=== Problems and tasks ===
1 > According to the passage on transfluid's tube processing machines, in which town is the company based?
2 > Write a continuation of the passage on transfluid's tube processing machines, starting after its last sentence.
— begin Supplied passage —
The client is king. This is also the belief of the high-tech engineering company transfluid, based in Schmallenberg. Customers often request tube processing machines with specifications that are particularly challenging. And every time, the experienced engineers at transfluid will work hard to find the best possible solution.
A very good example is a real project transfluid has worked on, requiring the production of stainless steel exhaust manifolds with a very complex shape, which needed complicated bending, forming and calibration of the ends. The most complex part consists in only manufacturing the tubes needed for one manifold, so that the client can take four or six pieces to get always one complete manifold in the welding process, even for the large-scale production. The result: even when one single tube fails in the automated welding unit it can be further processed. The production cell gets a signal and produces one single tube extra. This is the concept on which the “one-piece flow” is based.
— end Supplied passage —
— begin Provided records —
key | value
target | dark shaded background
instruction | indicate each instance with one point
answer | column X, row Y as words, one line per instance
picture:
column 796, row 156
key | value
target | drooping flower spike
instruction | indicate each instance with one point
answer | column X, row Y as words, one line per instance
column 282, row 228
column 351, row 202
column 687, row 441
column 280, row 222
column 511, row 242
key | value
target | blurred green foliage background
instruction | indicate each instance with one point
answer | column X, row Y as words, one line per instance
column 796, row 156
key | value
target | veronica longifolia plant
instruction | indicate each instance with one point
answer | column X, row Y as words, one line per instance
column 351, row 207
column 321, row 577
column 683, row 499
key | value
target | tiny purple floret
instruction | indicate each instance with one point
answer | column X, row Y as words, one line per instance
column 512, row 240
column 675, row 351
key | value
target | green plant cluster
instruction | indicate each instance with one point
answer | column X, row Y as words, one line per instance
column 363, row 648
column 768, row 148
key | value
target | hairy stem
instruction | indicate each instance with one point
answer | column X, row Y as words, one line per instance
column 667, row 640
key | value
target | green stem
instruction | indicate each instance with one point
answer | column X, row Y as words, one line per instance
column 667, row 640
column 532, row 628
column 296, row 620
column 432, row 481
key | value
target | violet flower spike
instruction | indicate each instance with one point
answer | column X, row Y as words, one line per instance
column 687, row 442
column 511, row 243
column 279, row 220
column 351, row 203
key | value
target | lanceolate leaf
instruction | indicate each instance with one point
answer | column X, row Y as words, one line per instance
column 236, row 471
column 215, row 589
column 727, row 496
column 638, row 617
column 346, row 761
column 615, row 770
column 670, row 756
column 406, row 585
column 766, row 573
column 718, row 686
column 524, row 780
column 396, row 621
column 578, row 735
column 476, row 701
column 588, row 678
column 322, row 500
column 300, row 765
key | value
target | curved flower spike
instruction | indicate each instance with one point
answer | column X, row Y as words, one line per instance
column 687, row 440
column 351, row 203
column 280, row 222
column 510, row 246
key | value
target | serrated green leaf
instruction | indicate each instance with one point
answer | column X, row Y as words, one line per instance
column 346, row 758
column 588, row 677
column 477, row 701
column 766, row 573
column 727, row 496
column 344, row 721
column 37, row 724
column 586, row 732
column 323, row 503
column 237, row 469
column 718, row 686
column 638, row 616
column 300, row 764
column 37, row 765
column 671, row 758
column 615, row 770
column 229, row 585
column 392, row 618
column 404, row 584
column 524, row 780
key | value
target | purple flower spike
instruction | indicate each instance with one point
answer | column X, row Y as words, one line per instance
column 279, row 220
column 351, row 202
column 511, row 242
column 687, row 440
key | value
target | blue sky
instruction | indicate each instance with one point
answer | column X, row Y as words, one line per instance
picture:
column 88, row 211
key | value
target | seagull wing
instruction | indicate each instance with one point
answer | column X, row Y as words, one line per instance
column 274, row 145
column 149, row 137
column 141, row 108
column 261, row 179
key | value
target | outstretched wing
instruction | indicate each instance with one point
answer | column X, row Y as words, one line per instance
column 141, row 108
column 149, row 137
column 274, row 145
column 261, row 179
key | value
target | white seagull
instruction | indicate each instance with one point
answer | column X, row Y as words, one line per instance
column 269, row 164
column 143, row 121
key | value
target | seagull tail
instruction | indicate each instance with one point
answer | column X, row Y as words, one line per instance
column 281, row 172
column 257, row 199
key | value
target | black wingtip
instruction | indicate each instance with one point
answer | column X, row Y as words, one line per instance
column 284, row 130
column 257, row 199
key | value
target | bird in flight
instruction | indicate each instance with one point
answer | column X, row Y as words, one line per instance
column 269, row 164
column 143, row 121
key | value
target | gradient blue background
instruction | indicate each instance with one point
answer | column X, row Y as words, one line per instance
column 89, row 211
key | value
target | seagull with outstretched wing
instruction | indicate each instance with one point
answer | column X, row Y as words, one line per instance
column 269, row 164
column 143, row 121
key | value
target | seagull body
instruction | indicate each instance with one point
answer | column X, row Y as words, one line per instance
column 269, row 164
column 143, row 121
— end Provided records —
=== Results ===
1 > Schmallenberg

2 >
Ready for all requirements
The individual requirements of the customer also included the production of a sequence of at least four tubes that were not same, without pre-cutting the tubes. The automated cell included a loading magazine for tubes of different length, a device for the orientation of the weld seam, a bending machine with five bending levels and capable of cutting the finished component, when the bending process is complete. In addition to this, the components were calibrated both internally and externally at the same time with a finger expansion. The final complex bending shape was put in an axial combination machine at the end to finalise the endforming of the opposite end. This machine can perform the final exact cut in an orbital and chipless way. This makes it possible to reshape the tube axially with one clamping process.
Clean cuts for precise solutions
The loading magazine can take a whole bundle of tube in one go. The tubes are then separated by using eddy current seam detection to recognize the welding seam. The welding seam is positioned and the tube is fed to the bending machine with a linear handling system. As these components are very compact, it is possible to produce up to 20 units from one tube. There are up to four bending levels plus one cutting level available to bend the individual components.
After the bending part of the process, the tube is cut in a controlled manner with long-lasting carbide blades. Result: A clean cut and a component with a perfectly round tube end.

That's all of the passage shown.